SOURCE EXTRACT –
=-=-=

I have my own perhaps idiosyncratic angle. The U.S. is hosting the Olympics in 2028 (subject to the relevant sites in Los Angeles not having all burned down beforehand, I guess), which means that as host we will get to, and in fact be obligated to, compete in team handball w/o our teams having to qualify the usual way, which we could not presently manage because of the comparative weakness of our national handball teams. Right now the men’s world championship is going on, and with two games left to play the U.S. is likely going to finish somewhere between 25th and 28th in the field of 32, down from 20th in 2023, which does not bode well for the Olympics, in which only 12 teams are in the tournament and our aspiration should be to not to be embarrassed. Greenland just so happens to be on a purely per capita basis the strongest handball power in the world (Denmark is often #1 w/o adjusting for population). We have occasionally lost games to the Greenlandic national team despite having a population several thousand times larger to draw from. Getting the best Greenlandic players under the U.S. flag in time for the Olympics would be the most effective quick-and-dirty way of building a stronger team (both on the men’s side and the women’s side), although it is also possible that an eccentric tech billionaire and an aging celebrity rapper will happen to choose the improvement of our national handball teams as a pet cause they want to devote their energies and resources to over the next three and a half years.
Alas, these matters are rarely decided completely rationally. My own positively Kissinger-level proposal that the UK and China should simply trade Hong Kong for Liverpool was poorly received at the time, but has surely been amply justified by subsequent events.
@David E.: But then the Chicoms would get the benefit of the aesthetically-lovely Scouse accent we were just discussing in another thread? Although maybe that would have somehow led them down a less illiberal path than they have in fact pursued.

=-=-=

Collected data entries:
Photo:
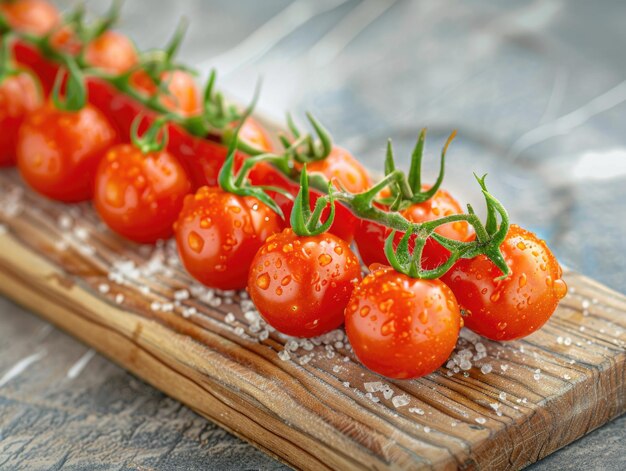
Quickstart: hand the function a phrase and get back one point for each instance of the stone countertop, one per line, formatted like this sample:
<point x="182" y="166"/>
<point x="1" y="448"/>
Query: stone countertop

=-=-=

WORK TO DO –
[1] Duplicate a passage from the comment thread: begin at the words "Alas, these matters" and stop after "by subsequent events.".
[2] Answer these from the comment thread:
(a) How many teams play in the Olympic handball tournament?
(b) What place did the U.S. men's team finish at the 2023 world championship?
(c) What did the writer propose that the UK and China trade?
[3] Write the next part of the comment thread, starting after its last sentence.

ANSWER SET –
[1]
Alas, these matters are rarely decided completely rationally. My own positively Kissinger-level proposal that the UK and China should simply trade Hong Kong for Liverpool was poorly received at the time, but has surely been amply justified by subsequent events.

[2]
(a) 12
(b) 20th
(c) Hong Kong for Liverpool

[3]
I have spent a certain amount of time in an old-style American gentleman’s club up in Connecticut (women and non-WASPs now welcome as members) which has hanging on the wall near the bar a sort of homemade artillery piece that had been captured by a distinguished member from insurgents in Mindanao circa 1901. You may find pockets of patriotic nostalgia for the initial acquisition of those islands. I myself as a boy went on tours of the now-museum-ship U.S.S. Olympia, Admiral Dewey’s flagship when he defeated the Spanish fleet at Manila in 1898, and have taken my own oldest son on a tour of ditto. That’s different from wanting the headache of being having those islands back.
My advice to Pres. Trump when it comes to that part of the world is to stick it to the Obama legacy by relegalizing the importation and sale of clove cigarettes, a traditional export of Indonesia that were ungallantly excluded from the US on the watch of our first Indonesian-raised president. One problem may be that Trump is too old and Vance in turn too young to have likely once had a quasi-hippieish girlfriend who liked to smoke clove cigarettes, which was I think a fairly common experience for my specific generational cohort.
I too had such a girlfriend.
ungallantly excluded from the US on the watch of our first Indonesian-raised president
Payback for the illegal American seizure of his birthplace.
Re “illegal American seizure of his birthplace”: I spent some amount of time back then (okay maybe not cumulatively as much as five or ten hours over several years …) urging so-called “birthers” to work that angle for the man’s possible ineligibility for office rather than claim the man had been born in Kenya rather than the illegally-occupied sovereign Kingdom of Hawai’i. Now, probably his mother’s undisputed American citizenship would have made him a U.S. citizen-from-birth per the statutes then in effect even if she’d given birth to him in e.g. Tonga (or for that matter Kenya), but let’s not get too hung up on the technicalities.
Trump is not offering to buy Greenland at some fair price. Reportedly he screamed at the Danish Prime Minister to give it to him the point where it caused a major government crisis to n Denmark. Outright war between the U.S. and the EU is starting to feel inevitable over here in Europe. Glib jokes about handball are just whistling past the graveyard.
At least in Austria we still have our flammable trees under control and the raking of the forest went well this year.
But I have never met an American, however nationalistic or jingoistic, who thought it had been a mistake to abandon U.S. ownership of the Philippines much less wanted them back.
Presumably they regarded Philippine politics as an irredeemable kleptocracy, with one coup regularly supplanted by the next, who promptly pardoned the previous-but-one regime’s miscreants.
(With apologies to our host for straying off topic. But I can’t help holding a mirror up to the World’s Greatest Democracy.)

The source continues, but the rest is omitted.